• Direction: Please copy the items below word for word, from their first line through the line that contains "[220,355,237,424]", both ends included.

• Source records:
※

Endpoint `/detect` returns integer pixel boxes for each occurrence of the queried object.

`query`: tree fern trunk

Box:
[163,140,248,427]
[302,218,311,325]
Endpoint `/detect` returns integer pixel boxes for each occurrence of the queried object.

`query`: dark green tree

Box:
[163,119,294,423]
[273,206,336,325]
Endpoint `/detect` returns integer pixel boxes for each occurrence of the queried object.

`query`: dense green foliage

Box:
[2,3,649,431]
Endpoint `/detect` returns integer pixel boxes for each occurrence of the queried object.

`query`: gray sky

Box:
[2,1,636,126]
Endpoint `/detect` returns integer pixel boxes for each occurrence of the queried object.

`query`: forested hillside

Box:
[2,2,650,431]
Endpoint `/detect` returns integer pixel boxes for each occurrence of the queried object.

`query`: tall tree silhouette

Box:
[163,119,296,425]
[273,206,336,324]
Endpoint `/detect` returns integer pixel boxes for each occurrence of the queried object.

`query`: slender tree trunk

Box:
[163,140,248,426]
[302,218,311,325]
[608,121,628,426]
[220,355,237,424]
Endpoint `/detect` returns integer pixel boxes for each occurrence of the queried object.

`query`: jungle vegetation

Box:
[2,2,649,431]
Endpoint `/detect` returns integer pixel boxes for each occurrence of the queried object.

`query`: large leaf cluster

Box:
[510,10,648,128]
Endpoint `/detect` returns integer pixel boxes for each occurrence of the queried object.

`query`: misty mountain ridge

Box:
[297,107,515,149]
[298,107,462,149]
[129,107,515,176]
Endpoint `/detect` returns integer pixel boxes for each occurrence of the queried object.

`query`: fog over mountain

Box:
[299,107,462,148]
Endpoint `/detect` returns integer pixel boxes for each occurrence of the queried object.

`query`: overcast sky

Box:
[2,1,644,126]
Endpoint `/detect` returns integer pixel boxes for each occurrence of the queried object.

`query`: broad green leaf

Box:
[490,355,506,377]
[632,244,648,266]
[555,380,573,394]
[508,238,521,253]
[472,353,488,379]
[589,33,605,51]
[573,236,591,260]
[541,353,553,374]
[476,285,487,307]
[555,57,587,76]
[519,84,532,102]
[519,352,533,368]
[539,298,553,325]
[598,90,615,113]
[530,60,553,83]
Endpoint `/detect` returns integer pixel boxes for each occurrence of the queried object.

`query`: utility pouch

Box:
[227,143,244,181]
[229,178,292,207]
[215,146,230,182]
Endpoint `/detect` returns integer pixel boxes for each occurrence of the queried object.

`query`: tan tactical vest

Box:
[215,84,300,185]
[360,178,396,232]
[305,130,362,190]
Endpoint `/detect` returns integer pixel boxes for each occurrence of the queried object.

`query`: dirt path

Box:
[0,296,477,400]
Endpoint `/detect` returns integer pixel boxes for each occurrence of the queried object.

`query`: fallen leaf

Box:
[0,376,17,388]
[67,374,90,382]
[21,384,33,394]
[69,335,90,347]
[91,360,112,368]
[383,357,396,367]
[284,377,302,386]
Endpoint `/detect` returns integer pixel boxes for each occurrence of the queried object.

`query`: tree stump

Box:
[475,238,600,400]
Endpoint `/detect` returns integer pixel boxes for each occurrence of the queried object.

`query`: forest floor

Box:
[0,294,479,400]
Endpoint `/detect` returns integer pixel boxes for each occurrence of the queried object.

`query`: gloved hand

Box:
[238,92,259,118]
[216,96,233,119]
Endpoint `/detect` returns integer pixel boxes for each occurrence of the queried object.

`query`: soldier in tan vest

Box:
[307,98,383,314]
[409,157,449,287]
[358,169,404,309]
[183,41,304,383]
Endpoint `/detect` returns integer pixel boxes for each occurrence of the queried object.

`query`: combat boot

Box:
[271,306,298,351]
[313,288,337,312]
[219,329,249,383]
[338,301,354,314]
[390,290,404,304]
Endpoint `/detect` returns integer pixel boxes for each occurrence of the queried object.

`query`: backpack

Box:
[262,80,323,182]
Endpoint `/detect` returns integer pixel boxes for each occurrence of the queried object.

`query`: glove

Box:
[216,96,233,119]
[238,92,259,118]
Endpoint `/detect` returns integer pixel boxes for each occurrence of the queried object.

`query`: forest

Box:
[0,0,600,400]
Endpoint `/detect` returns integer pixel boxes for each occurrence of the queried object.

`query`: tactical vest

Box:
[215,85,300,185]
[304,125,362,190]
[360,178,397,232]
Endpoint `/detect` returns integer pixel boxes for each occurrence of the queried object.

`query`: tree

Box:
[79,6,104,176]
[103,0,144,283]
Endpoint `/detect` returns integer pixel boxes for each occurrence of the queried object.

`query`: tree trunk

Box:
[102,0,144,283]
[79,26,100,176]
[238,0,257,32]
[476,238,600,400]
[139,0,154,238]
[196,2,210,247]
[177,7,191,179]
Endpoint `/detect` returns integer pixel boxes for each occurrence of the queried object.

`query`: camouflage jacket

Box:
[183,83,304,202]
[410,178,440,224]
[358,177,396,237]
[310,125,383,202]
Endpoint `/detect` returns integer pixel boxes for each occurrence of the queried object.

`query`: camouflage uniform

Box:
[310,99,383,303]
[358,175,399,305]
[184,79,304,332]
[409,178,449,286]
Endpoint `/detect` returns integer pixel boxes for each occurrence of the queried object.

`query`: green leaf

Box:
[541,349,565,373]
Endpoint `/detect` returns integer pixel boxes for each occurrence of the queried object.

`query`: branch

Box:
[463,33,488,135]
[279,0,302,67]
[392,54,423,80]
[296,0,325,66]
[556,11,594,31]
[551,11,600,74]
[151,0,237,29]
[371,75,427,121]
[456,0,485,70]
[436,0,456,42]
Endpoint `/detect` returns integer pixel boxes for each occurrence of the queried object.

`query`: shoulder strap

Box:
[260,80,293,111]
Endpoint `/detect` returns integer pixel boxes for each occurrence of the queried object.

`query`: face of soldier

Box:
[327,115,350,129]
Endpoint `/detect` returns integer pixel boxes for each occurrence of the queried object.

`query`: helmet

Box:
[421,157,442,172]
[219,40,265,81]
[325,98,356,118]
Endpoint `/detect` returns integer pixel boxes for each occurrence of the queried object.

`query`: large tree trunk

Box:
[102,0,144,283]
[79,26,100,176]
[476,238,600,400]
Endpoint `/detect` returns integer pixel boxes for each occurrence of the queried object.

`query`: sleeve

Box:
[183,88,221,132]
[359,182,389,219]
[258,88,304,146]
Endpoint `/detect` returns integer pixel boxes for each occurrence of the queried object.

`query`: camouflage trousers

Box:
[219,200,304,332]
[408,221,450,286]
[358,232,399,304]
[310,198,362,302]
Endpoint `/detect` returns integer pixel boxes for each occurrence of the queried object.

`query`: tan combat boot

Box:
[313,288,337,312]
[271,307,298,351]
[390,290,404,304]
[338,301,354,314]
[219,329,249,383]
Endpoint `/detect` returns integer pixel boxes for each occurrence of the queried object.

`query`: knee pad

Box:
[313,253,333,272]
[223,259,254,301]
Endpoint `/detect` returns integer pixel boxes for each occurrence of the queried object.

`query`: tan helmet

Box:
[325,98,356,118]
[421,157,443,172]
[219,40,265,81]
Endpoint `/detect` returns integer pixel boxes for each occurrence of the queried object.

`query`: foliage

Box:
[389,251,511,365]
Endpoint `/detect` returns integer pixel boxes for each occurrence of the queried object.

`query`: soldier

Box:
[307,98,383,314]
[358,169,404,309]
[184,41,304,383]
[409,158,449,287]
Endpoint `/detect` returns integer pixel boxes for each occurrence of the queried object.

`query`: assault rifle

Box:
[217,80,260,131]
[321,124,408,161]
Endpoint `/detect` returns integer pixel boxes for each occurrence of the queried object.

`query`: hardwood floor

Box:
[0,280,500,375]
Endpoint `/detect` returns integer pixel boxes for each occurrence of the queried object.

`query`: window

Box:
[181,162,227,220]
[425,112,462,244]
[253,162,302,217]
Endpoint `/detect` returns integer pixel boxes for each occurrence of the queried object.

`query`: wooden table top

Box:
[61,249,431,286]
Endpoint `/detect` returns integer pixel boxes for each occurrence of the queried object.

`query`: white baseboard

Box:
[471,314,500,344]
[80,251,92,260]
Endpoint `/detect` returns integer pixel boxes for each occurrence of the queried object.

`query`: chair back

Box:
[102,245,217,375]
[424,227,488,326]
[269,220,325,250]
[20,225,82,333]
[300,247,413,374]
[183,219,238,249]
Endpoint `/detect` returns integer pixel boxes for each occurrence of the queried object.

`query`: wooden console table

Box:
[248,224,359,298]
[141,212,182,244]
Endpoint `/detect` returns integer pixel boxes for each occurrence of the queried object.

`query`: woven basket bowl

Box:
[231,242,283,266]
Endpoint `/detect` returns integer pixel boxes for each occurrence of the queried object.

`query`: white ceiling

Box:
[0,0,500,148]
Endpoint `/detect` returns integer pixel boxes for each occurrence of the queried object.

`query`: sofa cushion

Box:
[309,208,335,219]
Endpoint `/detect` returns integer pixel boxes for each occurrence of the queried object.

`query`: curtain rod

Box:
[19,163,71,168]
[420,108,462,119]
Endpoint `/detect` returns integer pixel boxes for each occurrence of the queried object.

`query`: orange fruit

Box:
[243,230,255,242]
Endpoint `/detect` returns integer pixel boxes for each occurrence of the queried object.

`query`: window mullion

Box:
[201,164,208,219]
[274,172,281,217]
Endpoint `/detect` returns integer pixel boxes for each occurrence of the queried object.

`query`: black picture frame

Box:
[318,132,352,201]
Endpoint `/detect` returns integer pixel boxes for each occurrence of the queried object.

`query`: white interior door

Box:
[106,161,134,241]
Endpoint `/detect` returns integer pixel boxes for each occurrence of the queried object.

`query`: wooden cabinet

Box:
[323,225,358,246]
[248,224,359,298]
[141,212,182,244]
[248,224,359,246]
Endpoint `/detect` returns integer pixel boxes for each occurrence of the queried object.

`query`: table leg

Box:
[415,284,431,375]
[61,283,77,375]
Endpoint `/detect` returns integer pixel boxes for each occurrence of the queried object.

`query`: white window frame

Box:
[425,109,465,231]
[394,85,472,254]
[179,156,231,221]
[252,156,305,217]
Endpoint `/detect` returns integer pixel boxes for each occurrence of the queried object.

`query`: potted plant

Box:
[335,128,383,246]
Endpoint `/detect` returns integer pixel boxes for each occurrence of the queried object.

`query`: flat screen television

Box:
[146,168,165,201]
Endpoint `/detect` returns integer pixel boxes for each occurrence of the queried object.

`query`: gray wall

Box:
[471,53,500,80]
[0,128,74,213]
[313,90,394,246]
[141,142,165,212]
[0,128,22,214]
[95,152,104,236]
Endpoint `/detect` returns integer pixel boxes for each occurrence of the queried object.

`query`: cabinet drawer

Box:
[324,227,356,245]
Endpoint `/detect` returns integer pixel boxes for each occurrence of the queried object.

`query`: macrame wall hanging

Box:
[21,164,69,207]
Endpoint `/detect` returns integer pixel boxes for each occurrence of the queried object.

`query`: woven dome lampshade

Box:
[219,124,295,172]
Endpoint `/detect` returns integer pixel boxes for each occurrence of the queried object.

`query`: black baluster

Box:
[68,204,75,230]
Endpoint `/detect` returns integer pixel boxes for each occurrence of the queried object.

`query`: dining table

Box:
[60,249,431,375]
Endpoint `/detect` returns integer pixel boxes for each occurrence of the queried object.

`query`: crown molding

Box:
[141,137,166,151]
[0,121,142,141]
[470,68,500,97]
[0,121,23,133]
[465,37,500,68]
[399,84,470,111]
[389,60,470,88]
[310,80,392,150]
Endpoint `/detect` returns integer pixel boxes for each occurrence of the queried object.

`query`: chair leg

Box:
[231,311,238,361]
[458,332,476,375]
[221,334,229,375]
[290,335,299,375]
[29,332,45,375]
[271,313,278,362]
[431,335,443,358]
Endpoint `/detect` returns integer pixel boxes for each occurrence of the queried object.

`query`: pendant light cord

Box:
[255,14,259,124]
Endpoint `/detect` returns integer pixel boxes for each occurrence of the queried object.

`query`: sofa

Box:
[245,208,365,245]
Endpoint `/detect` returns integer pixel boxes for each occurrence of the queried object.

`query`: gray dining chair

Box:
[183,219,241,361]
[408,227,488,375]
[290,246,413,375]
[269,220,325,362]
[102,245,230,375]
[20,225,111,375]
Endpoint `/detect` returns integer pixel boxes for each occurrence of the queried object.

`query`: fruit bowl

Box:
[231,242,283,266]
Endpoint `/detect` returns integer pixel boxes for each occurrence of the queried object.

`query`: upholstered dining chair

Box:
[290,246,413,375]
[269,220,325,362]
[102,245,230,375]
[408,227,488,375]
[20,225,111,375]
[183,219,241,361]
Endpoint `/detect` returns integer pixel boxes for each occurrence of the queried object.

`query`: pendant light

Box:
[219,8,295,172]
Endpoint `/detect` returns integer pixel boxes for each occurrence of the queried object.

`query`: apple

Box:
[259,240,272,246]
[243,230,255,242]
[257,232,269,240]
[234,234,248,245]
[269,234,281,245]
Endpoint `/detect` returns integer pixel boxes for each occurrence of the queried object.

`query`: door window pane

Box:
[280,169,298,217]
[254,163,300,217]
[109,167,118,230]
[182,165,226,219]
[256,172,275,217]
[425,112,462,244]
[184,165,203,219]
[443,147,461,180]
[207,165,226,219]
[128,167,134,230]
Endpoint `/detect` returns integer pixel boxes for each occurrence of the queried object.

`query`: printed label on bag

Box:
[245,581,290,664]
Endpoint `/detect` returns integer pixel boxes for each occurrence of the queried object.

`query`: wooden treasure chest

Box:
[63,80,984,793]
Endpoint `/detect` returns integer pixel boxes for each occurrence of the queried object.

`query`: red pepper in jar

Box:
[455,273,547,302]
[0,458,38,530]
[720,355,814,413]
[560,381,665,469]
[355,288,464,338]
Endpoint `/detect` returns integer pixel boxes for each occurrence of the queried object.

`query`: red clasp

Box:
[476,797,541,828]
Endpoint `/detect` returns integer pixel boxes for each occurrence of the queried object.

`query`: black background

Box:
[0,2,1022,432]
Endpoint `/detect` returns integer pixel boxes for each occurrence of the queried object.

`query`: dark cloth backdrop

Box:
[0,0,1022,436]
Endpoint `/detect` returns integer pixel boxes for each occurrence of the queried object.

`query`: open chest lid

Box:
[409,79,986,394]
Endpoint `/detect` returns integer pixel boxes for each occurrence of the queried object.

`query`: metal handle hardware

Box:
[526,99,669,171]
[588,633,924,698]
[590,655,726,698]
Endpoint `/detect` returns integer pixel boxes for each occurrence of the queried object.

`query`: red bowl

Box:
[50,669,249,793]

※

• Full answer:
Endpoint `/detect` returns integer pixel boxes for each occurrence of the queried object.

`query`: tree fern trunk

Box:
[163,140,248,427]
[302,218,311,325]
Endpoint `/detect` returns integer pixel boxes for each occurrence of the queried object.

`query`: dark green tree

Box:
[163,119,294,423]
[273,206,336,325]
Endpoint `/detect` returns integer pixel boxes for each occurrence of the queried object.

`query`: dense green foliage

Box:
[2,3,649,431]
Endpoint `/detect` returns integer pixel boxes for each occurrence of the queried object.

`query`: gray sky

Box:
[2,1,636,126]
Endpoint `/detect` returns integer pixel boxes for each occurrence of the queried object.

`query`: forested hillside

Box:
[2,2,650,431]
Endpoint `/detect` returns integer pixel boxes for each occurrence of the queried object.

`query`: tall tree silhouette

Box:
[163,119,296,425]
[273,206,336,324]
Endpoint `/detect` returns integer pixel boxes for each occurrence of the queried object.

`query`: slender tree trunk

Box:
[163,140,248,426]
[302,218,311,325]
[608,121,628,426]
[220,355,237,424]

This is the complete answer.